** Given text follows **

2. Write clear instructions for analysis. This is critical when working with generative AI tools, as prompt engineering (the information you give AI when asking it to perform a task) has a substantial impact on the quality of your output. Think of this as writing instructions for someone who is unfamiliar with your data or context. We suggest creating separate instructions for each topic (e.g., question) to fully explore input and surface important issues.
Provide AI and human experts with the same data to analyze independently, ensuring comparable results from both groups. Provide information about:
- Role: The viewpoint your reviewers should adopt to approach their task.
- Context: Details about the purpose of your work and general information about the individuals you collected information from.
- Question: The initial topic discussed or question asked, so reviewers can identify related themes that are relevant.
- Output: Detailed description of your expected final product. This could include identifying themes, frequency counts, and representative quotes; writing a summary; or comparing results to other data. Specify your preferred format, along with quality standards and ethical guidelines to follow.
Elements of effective instructions for AI and human reviewers
| Role | Context | Question | Output |
| Who should your reviewers be? | What do reviewers need to know? | What data will reviewers analyze? | How should findings be shared? |
| Example: | Example: | Example: | Example: |
| You are a qualitative researcher with expertise in nonprofit funding and leadership. | We collected data on pandemic funding from 30 CEOs at mid-sized nonprofits. | Participants were asked: How did you adapt to funding changes in 2020? | Identify major themes, quotes, and counts, then provide a summary in 1-2 paragraphs. |
3. Compare and combine insights. Have a human reviewer compare outputs from both AI and human experts, then combine their outputs into a final summary. Consider:
- Areas of convergence: Where AI and human experts agreed, increasing confidence in findings.
- Complementary insights: Where AI and humans identified different but valid patterns.

** End of Given text **
** Given records follows **

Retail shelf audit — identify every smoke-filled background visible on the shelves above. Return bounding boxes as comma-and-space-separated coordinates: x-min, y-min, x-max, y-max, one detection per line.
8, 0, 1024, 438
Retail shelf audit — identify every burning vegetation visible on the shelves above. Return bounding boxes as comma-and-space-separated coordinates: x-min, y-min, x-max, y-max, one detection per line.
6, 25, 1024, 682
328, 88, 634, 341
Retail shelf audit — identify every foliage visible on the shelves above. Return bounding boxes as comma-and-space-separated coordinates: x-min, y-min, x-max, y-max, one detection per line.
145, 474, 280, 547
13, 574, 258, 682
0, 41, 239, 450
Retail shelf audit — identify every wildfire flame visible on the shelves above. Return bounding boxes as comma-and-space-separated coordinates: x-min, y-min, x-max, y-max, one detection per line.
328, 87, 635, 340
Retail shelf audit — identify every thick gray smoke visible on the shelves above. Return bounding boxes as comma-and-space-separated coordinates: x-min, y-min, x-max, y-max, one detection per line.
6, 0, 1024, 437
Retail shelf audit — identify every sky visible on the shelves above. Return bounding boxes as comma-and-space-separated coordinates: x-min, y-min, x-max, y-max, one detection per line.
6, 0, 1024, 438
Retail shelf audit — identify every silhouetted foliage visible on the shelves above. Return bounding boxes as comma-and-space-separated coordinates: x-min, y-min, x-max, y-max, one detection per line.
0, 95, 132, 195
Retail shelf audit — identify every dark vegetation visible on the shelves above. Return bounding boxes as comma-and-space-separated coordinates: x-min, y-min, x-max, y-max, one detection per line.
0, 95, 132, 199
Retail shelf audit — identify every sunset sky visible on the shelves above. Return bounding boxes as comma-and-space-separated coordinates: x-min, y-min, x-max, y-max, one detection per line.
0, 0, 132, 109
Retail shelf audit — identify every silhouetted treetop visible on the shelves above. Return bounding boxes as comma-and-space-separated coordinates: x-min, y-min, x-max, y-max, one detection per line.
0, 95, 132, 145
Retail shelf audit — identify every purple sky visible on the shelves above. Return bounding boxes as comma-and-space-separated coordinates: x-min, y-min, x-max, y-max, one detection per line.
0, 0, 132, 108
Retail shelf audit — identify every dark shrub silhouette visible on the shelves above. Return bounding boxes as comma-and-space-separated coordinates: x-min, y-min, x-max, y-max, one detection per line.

** End of Given records **

Task instructions =
**1)** From the guidance on analyzing data with AI and human reviewers, reproduce the passage that begins at the words "- Output: Detailed" and ends after the words "guidelines to follow.".
**2)** Summarize the guidance on analyzing data with AI and human reviewers in two sentences.

Solutions per task =
**1)**
- Output: Detailed description of your expected final product. This could include identifying themes, frequency counts, and representative quotes; writing a summary; or comparing results to other data. Specify your preferred format, along with quality standards and ethical guidelines to follow.

**2)** Clear analysis instructions matter because prompt engineering substantially affects the quality of generative AI output, so AI and human experts should get the same data along with information on role, context, question, and expected output. A human reviewer should then compare the AI and human outputs and combine them into a final summary, considering where they converged and where they found different but valid patterns.